Do Numbers Really Lack Any Value or Is it Just Envy?

Social media comes with the endless debate about numbers, which matter and which don’t. It does not matter how many people follow/friend you or subscribe to your feed, it does not matter how many visit your site, what matters is what they do. Who cares you have 30,000 followers if only 2 ever retweeted your stuff? Numbers can be bought, they hold no value.

You’ve heard all this before. But apart from the obvious, in-your-face truth - 5000 followers that RT you constantly and answer your questions, ask for your help, turn into leads and buy your products are certainly more valuable than 10,000 passive ones – when did these statements become about envy? When did the sour grapes replace thorough analysis and measurement?

Let’s face it people, to some extent, numbers do matter. If  you’re Vodafone Romania, have millions of subscribers and in a year and a half of Twitter presence (with a social media dedicated team, albeit small) you only have 3000 followers, that’s an almost OK result of sorts, but not something a senior marketer should brag about!

If you are happy with the about 1000 followers you as an individual or company have, with the few hundred likes on Facebook and the few dozens of circle inclusions on Google+ (hey, it’s new, ok?), that’s fine! But don’t go boosting a better than though attitude to those who think a 5,000 limitation is too low!

If you’ve been in the online communities for a while, you might have an idea who Chris Brogan is. I absolutely admire him and what he does and he always amazes me with his social skills and apparent ability not to sleep at all. He’s got a problem with both Facebook and Google+ because they have a not surprisingly similar limit of 5000 contacts per account. He fixed it on Facebook with a page, which as he pointed out, might seem a bit impersonal, and he is looking for a Google+ solution. Although he has quite an impressive following on any networks he sets up shop on, no one occasionally interacting with him would ever dare say he only cares about the numbers and not the value and the relationships.

So imagine my surprise when I noticed some comments stating it’s good numbers are limited, people will finally focus on value!!! Are you for real?
= = = =
-- Problems to solve --
A. Edit the post about social media numbers by rewriting the passage starting with "Let’s face it" and going on through "is too low!", putting "fans" in place of "followers".
B. According to the post about social media numbers, what contact limit do Facebook and Google+ each set per account?
C. Carry on the post about social media numbers from the point where it stops.
You won't need the listing for any of this.

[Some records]
= = = =
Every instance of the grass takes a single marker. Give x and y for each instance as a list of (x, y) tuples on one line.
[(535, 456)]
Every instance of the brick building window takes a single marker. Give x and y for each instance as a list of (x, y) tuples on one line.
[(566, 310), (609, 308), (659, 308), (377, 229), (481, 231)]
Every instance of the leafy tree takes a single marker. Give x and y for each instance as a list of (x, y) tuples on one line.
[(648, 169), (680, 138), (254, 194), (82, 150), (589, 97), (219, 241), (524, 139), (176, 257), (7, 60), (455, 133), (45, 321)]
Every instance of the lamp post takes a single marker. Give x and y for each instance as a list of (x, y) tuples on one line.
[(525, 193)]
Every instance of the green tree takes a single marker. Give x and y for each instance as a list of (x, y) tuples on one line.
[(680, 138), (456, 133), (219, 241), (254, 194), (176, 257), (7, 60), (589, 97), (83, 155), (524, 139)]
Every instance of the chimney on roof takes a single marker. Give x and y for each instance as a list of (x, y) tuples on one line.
= = = =
-- Answers to the problems --
A.
Let’s face it people, to some extent, numbers do matter. If  you’re Vodafone Romania, have millions of subscribers and in a year and a half of Twitter presence (with a social media dedicated team, albeit small) you only have 3000 fans, that’s an almost OK result of sorts, but not something a senior marketer should brag about!

If you are happy with the about 1000 fans you as an individual or company have, with the few hundred likes on Facebook and the few dozens of circle inclusions on Google+ (hey, it’s new, ok?), that’s fine! But don’t go boosting a better than though attitude to those who think a 5,000 limitation is too low!

B. Both limit each account to 5000 contacts.

C.
The harsh reality is every marketer out there, every PR person or social media guru or however you want to call someone handling social media for a company wants the big numbers. I wouldn’t mind having 1 million likes on my company’s Facebook page or on that of my travel site! I don’t invest much time in any of them because I care more about client work, but I would love it! Maybe I am just looking for attention, or maybe I am smart enough to know that big numbers are not without value. Sure, it takes a larger team to interact with people and create valuable relationships with them, but having more connections does not turn you into CNN’s twitter stream that just posts news and speaks to no one!

Moreover, people use social media for different reasons. Some just want fresh content, news and events and are not there for the interaction. If you tell them the people or companies they keep an eye on are bad at social media and do a bad job with what they post, what do you think you’re saying about the their followers who find their social messages useful? Aren’t you alienating them?

In social media measurement, a lot of numbers matter. It matters how many people want to see what you have to say, it matters how many think what you say is worth sharing with others, it matters how many buy what you’re selling. Some numbers matter more than others, in certain circumstances. Beyond that, it’s all relative. And like it or not, some people have enough capital when it comes to their online brand to just show up, act like a diva and still get millions to love their every word! That’s just life and it should not turn into sour grapes. It should turn into inspiration, lessons and better strategy for the rest of us!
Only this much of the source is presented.